What you are asked to do - Go through the records underneath and count the lines that include the string "leopard". Give nothing but the number.

———

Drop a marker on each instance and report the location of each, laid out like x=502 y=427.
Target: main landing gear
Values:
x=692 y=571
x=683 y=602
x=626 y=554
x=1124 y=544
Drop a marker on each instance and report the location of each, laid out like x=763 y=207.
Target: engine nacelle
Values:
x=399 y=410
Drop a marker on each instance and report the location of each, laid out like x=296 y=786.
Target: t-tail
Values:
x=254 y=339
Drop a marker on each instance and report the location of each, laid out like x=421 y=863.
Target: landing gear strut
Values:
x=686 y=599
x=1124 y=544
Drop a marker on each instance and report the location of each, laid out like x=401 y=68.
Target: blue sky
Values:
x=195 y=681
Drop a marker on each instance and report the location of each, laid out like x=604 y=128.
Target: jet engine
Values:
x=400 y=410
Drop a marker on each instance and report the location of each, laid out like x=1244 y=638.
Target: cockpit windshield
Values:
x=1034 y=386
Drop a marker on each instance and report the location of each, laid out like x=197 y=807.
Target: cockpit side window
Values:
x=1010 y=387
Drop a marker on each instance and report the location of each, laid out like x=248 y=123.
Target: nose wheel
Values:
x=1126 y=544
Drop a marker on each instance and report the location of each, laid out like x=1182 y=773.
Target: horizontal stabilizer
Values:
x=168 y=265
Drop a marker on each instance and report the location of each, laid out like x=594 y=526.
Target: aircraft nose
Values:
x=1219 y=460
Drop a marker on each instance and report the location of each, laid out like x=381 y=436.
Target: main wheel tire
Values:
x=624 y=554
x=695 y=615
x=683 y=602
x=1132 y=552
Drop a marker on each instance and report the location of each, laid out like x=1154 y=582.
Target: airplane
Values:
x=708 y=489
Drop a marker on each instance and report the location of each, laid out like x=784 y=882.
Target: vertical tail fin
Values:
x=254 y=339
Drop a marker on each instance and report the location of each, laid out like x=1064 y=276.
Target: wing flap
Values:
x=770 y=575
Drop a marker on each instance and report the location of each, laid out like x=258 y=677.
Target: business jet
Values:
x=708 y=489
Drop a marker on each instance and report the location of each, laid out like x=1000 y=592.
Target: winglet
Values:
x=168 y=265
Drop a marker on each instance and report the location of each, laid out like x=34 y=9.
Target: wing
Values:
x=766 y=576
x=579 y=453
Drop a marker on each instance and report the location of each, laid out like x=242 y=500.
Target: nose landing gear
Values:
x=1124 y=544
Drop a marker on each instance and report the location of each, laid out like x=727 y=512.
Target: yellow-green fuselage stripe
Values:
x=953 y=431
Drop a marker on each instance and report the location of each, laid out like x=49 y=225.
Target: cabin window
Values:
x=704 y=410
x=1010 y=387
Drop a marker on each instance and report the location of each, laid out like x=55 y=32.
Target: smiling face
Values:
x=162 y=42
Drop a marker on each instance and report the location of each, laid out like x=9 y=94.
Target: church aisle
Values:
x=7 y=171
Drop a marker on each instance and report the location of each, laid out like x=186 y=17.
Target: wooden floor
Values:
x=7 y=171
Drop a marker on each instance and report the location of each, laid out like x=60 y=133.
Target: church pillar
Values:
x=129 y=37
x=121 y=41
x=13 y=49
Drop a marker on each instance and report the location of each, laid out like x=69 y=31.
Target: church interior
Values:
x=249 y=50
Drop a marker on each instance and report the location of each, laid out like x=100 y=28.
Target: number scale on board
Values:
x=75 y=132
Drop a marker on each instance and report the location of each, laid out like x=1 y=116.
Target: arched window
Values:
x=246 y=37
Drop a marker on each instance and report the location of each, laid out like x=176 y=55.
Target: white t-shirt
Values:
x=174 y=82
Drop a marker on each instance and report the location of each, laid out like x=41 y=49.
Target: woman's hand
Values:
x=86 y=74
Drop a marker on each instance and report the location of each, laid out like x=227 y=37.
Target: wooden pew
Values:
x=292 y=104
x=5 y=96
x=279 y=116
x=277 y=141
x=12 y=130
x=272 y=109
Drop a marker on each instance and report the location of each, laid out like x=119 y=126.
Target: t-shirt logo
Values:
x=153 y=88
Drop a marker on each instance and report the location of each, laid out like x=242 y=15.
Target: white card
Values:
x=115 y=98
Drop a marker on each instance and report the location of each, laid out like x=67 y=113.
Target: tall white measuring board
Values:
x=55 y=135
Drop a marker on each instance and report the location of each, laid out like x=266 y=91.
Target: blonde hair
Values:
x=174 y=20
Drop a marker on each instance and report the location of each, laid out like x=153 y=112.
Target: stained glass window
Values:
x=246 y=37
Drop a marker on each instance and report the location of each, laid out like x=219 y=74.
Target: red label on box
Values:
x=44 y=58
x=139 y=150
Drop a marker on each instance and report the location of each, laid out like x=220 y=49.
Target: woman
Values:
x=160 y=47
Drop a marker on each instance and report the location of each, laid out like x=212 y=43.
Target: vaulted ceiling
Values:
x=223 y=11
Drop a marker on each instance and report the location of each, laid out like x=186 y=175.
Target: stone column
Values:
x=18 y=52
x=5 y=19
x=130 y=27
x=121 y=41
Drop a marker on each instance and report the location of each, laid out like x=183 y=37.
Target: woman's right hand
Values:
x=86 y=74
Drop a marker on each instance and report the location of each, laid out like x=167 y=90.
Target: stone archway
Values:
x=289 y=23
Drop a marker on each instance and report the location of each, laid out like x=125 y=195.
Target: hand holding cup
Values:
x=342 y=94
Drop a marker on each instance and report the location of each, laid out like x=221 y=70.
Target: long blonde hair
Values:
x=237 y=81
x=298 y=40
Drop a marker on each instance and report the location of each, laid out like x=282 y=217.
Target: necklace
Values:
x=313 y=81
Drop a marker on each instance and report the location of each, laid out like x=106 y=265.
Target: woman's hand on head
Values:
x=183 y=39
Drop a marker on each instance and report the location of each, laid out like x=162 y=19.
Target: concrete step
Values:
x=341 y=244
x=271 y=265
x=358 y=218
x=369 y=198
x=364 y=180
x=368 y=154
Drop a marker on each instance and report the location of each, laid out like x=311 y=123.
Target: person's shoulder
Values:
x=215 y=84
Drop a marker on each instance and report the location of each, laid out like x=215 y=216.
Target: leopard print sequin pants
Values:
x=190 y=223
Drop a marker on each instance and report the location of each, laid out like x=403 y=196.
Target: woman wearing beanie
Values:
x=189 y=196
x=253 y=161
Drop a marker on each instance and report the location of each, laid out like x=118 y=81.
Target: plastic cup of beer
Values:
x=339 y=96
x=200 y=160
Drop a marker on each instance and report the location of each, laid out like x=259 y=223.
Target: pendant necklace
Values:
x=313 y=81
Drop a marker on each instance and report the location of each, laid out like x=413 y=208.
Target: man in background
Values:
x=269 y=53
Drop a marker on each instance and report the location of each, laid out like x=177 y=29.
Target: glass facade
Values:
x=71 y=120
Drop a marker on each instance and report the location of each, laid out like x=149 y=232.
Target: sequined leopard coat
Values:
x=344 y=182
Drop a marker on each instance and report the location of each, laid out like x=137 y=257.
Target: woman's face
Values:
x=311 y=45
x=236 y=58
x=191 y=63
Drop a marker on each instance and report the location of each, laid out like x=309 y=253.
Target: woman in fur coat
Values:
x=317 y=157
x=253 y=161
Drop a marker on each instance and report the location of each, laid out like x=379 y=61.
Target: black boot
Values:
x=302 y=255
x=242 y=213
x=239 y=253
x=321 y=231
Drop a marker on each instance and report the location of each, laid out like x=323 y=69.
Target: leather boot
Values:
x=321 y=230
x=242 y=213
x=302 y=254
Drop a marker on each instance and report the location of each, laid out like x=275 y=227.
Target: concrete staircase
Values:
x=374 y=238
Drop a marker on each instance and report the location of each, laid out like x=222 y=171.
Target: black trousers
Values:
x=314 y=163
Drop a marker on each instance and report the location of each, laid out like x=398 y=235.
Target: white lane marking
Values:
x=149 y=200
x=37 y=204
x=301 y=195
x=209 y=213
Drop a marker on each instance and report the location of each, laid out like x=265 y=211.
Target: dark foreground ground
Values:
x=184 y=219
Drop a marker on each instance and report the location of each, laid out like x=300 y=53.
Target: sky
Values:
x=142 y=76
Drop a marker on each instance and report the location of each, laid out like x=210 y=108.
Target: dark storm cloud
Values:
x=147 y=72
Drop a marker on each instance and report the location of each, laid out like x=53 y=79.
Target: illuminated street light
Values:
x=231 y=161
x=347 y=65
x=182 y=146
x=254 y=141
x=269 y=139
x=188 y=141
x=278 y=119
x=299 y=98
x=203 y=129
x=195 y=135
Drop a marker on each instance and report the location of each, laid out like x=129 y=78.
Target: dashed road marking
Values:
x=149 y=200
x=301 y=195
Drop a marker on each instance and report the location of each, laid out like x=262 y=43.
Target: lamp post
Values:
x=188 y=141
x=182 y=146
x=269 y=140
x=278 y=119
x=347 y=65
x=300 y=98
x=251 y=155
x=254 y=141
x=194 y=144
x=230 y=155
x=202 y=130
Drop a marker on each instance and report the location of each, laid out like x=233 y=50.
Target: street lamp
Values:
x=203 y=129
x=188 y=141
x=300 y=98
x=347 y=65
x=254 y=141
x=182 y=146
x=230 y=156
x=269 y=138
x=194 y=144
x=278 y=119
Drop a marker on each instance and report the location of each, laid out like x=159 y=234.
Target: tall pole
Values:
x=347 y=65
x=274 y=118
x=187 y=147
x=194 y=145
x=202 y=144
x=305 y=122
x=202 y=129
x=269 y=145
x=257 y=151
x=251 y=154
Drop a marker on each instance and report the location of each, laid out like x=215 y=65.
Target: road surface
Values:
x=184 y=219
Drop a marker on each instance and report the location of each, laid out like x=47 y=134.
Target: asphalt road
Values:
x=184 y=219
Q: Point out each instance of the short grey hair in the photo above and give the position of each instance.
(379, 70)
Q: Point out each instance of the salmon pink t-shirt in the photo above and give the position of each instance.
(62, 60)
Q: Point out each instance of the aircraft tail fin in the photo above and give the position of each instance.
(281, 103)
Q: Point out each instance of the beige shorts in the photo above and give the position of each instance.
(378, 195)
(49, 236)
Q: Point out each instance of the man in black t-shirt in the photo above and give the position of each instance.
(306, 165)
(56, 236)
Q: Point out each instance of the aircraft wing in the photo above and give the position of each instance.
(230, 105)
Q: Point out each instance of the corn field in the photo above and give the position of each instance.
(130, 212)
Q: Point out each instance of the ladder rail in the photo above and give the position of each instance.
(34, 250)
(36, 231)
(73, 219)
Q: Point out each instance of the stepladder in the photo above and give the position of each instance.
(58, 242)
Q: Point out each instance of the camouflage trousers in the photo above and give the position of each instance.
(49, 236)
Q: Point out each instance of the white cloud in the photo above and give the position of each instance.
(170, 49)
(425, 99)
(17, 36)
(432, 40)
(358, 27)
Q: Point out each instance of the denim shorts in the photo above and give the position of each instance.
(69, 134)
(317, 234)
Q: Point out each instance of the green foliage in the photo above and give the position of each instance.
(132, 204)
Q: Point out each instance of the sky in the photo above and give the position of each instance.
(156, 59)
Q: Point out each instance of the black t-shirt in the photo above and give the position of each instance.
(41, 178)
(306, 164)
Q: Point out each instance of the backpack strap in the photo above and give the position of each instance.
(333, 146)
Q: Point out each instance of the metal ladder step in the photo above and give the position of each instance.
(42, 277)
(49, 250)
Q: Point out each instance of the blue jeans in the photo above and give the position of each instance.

———

Exercise response - 2